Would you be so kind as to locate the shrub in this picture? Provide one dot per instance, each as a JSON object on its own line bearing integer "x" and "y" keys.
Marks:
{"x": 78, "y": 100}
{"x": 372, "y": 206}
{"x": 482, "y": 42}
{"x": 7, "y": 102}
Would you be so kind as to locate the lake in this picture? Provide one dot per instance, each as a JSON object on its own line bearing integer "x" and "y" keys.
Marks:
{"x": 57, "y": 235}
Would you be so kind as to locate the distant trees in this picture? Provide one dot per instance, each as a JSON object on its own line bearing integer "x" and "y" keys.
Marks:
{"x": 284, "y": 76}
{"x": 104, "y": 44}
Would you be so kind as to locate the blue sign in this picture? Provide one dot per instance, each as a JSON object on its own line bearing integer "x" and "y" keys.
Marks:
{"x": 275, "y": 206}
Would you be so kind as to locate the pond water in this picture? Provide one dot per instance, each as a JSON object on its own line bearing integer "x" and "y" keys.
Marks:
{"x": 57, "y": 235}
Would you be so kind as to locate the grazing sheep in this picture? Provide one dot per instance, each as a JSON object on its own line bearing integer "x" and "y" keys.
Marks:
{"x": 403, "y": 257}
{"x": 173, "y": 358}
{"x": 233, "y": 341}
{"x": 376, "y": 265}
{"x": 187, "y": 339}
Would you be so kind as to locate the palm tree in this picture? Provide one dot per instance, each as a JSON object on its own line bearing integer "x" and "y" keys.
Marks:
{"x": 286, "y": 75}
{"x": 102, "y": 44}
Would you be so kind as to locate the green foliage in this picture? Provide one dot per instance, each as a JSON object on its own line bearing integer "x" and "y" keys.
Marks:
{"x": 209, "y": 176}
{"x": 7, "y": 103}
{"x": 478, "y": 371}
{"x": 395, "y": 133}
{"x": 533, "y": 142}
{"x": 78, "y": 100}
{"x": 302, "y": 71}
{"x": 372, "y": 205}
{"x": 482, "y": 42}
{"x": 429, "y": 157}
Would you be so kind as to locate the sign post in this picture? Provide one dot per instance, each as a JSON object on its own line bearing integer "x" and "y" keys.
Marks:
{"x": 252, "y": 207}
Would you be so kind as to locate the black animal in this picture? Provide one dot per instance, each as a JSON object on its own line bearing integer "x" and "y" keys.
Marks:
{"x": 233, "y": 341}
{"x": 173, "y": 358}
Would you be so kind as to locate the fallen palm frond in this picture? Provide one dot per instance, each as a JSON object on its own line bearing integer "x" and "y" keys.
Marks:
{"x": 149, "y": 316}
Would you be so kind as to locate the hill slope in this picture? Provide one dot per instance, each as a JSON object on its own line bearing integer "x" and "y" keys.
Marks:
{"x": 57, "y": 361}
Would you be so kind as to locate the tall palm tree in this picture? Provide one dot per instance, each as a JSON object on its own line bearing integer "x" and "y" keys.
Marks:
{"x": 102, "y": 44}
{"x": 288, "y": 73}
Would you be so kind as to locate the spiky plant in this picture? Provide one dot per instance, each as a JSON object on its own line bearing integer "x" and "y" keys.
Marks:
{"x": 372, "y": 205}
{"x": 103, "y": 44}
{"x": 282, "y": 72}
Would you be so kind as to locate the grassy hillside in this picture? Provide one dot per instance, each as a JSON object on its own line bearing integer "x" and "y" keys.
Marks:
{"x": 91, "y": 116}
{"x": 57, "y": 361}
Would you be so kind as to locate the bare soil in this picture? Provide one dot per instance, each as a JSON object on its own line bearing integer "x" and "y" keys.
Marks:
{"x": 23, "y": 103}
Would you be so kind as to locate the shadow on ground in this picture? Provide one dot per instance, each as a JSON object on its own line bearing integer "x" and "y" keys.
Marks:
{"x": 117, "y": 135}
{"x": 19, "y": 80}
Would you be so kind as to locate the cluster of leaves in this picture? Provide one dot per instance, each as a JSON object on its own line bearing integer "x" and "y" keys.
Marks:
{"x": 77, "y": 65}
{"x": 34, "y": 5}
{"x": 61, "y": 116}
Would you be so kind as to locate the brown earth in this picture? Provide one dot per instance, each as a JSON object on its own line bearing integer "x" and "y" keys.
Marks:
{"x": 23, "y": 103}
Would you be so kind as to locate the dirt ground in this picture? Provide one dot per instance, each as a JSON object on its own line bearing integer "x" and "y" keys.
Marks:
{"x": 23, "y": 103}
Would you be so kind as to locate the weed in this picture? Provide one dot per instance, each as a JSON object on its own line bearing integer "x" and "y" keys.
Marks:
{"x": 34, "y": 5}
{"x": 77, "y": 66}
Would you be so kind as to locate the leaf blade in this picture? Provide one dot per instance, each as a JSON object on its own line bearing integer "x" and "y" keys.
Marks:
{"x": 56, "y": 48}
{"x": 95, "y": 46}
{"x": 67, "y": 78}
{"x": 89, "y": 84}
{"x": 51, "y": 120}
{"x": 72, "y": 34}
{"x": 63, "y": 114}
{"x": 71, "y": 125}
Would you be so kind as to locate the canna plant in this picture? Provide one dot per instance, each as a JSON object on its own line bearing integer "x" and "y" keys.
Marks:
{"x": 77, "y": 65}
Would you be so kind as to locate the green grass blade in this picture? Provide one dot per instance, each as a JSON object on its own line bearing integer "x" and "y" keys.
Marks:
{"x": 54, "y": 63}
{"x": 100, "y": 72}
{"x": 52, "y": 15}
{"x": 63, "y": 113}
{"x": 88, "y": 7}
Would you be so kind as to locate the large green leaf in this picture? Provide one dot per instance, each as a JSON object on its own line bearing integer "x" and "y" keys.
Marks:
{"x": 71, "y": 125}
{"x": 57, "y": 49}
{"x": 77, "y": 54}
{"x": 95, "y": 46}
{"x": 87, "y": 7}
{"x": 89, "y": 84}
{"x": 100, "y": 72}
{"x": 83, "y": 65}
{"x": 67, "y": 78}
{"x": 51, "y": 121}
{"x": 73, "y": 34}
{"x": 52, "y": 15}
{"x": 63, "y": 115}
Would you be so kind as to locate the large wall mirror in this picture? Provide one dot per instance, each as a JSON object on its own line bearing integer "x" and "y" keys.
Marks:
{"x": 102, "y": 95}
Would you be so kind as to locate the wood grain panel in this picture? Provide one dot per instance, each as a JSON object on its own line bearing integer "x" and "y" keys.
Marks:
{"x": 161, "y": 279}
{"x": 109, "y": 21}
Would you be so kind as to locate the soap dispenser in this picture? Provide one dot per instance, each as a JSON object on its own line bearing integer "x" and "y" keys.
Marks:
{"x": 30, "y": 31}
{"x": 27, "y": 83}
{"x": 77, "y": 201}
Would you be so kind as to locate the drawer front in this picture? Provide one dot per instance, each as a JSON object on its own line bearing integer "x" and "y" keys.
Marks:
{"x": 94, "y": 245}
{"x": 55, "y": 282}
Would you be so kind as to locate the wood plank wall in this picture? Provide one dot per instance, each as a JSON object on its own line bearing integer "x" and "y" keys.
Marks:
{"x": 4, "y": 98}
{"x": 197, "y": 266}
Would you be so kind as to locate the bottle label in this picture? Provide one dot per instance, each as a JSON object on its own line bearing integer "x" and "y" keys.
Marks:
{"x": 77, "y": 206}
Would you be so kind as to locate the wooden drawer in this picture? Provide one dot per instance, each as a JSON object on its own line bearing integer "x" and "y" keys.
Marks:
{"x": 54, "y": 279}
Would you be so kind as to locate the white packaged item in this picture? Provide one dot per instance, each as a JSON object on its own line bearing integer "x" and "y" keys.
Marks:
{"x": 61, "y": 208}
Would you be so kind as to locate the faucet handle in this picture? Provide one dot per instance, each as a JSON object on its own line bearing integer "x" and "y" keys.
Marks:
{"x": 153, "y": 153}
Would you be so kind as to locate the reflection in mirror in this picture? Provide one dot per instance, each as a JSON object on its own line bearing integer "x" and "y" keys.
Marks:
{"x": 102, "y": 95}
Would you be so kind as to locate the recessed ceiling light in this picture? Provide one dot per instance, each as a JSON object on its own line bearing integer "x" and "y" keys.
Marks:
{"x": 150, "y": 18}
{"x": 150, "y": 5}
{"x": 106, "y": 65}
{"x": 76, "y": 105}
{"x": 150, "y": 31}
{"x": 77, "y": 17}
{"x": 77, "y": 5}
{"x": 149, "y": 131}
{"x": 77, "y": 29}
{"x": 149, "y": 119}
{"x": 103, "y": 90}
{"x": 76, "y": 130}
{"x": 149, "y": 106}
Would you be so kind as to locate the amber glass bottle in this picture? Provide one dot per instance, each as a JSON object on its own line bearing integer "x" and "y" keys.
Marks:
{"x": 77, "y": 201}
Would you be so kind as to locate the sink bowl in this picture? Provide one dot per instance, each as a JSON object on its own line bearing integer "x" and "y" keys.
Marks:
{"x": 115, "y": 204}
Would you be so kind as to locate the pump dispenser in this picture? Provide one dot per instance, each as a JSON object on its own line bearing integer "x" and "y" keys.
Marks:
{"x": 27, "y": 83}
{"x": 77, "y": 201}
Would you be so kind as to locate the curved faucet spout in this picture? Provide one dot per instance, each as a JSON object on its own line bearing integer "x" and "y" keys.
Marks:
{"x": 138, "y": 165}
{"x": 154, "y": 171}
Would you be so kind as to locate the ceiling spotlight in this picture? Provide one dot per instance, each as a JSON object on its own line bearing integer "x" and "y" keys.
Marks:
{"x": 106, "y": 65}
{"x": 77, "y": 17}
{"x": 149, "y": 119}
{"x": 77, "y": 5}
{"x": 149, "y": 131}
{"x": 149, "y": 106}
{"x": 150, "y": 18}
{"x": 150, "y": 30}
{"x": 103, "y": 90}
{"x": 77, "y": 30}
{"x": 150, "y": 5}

- WHAT THE TASK ASKS -
Lines from the one containing "Would you be so kind as to locate the pump" through the final line of the material should be set down exactly, and no other lines.

- THE ANSWER -
Would you be so kind as to locate the pump dispenser in this picture? Provide one dot per instance, each as a JSON object on its own line bearing integer "x" and "y" keys.
Marks:
{"x": 27, "y": 83}
{"x": 77, "y": 201}
Would you be so kind as to locate the curved faucet spout in this picture? Provide one dot per instance, each as a JSON object on its own line bearing integer "x" and "y" keys.
Marks:
{"x": 138, "y": 165}
{"x": 154, "y": 171}
Would you be so kind as to locate the ceiling spotlight in this picture? Provide one dot per instance, each as a JSON object on its own line bearing integer "x" and "y" keys.
Marks:
{"x": 106, "y": 65}
{"x": 77, "y": 17}
{"x": 149, "y": 119}
{"x": 77, "y": 5}
{"x": 149, "y": 131}
{"x": 149, "y": 106}
{"x": 150, "y": 18}
{"x": 150, "y": 30}
{"x": 103, "y": 90}
{"x": 77, "y": 30}
{"x": 150, "y": 5}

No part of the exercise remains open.